Given exercise
Print the listing that follows, character for character.

Exercise data
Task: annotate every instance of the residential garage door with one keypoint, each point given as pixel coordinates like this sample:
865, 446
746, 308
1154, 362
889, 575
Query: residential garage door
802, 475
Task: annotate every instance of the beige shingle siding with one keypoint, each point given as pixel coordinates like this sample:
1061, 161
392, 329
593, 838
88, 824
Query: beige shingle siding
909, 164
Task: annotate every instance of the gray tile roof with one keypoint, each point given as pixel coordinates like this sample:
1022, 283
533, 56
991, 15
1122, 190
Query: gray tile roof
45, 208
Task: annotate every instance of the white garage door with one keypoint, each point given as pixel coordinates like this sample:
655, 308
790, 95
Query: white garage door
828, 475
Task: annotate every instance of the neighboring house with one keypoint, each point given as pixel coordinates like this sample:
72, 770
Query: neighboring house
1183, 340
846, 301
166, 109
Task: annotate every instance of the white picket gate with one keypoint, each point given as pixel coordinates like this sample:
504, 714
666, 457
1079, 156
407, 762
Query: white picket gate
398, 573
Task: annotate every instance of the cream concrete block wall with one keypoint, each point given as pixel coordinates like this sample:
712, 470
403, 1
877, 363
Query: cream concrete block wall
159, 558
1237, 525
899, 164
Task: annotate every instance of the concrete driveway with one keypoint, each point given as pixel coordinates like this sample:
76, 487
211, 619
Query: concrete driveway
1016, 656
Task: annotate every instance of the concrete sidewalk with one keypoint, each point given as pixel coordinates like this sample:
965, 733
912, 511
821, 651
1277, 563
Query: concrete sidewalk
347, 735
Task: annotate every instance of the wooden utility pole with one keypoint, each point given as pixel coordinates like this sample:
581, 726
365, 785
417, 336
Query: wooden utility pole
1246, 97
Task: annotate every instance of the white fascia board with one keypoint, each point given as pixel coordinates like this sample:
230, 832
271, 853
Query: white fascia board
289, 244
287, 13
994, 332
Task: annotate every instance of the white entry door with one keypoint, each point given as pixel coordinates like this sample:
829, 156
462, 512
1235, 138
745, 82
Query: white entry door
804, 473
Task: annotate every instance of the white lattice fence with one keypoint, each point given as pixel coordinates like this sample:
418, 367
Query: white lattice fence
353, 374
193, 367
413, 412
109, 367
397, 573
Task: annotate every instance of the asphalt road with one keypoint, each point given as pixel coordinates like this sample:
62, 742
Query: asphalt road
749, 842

Solution
Task: annotate every instance of the residential garage door with one keypoint, each point given as pixel coordinates like this sample:
865, 446
746, 308
1154, 362
889, 575
Query: residential garage door
802, 475
Task: annotate every instance of the beige shingle siding with one keypoint, each point given as pixel coordinates like this sample:
1061, 161
392, 329
593, 838
88, 824
Query: beige shingle siding
909, 164
Task: annotate every instance of the gray tile roof with one keypoint, each point given as pixel coordinates like this sample:
1022, 283
533, 56
991, 15
1122, 190
Query: gray tile roof
45, 208
Task: annotate every instance of the white garage door with one keypoint, each point given as pixel coordinates like this sample:
655, 308
790, 95
Query: white garage door
828, 475
Task: annotate every instance of the neighboring house with one keypoint, each point given as pixel coordinates like this sample:
72, 770
Query: neighboring house
1183, 340
846, 301
166, 109
Task: annotate every instance of the white picket gate with one keypoint, each point given as pixel coordinates like this sample:
504, 714
666, 457
1079, 156
407, 762
Query: white picket gate
398, 573
Task: annotate every instance of the cream concrete block wall with one keypoint, each point given as pixel coordinates like this sample:
712, 470
403, 1
877, 363
Query: cream concrete block wall
159, 558
1237, 525
899, 164
Task: annotate every instance of the concrete driveway with one keypoint, each point given as pixel coordinates like this sample:
76, 487
211, 619
Query: concrete driveway
1016, 656
Task: annotate every instance of the concrete sidewalk with one keypoint, each point given as pixel coordinates like this sample:
965, 733
912, 511
821, 651
1277, 563
Query: concrete sidewalk
347, 735
Task: annotate every instance of the wooden utility pole with one keypoint, each point given as pixel coordinates like this sample:
581, 726
365, 785
417, 336
Query: wooden utility pole
1246, 97
Task: annotate every instance of the white fascia board with one keypoint, each point given as pixel coordinates like this sample:
230, 832
271, 853
Query: white fascia board
289, 244
287, 13
994, 332
Task: annotate every instance of the white entry door with one keypoint, each point given as pixel coordinates like this sample:
829, 156
462, 512
1235, 138
745, 82
Query: white entry door
804, 473
Task: annotate every instance of the white lattice fence with one keypoint, each point given as pixel coordinates like this sample:
418, 367
Query: white lattice fence
353, 374
193, 367
413, 412
109, 367
397, 573
Task: annotate every instance of the asphalt road with one keypoint, each point given as pixel coordinates like this sample:
62, 742
Query: asphalt road
749, 842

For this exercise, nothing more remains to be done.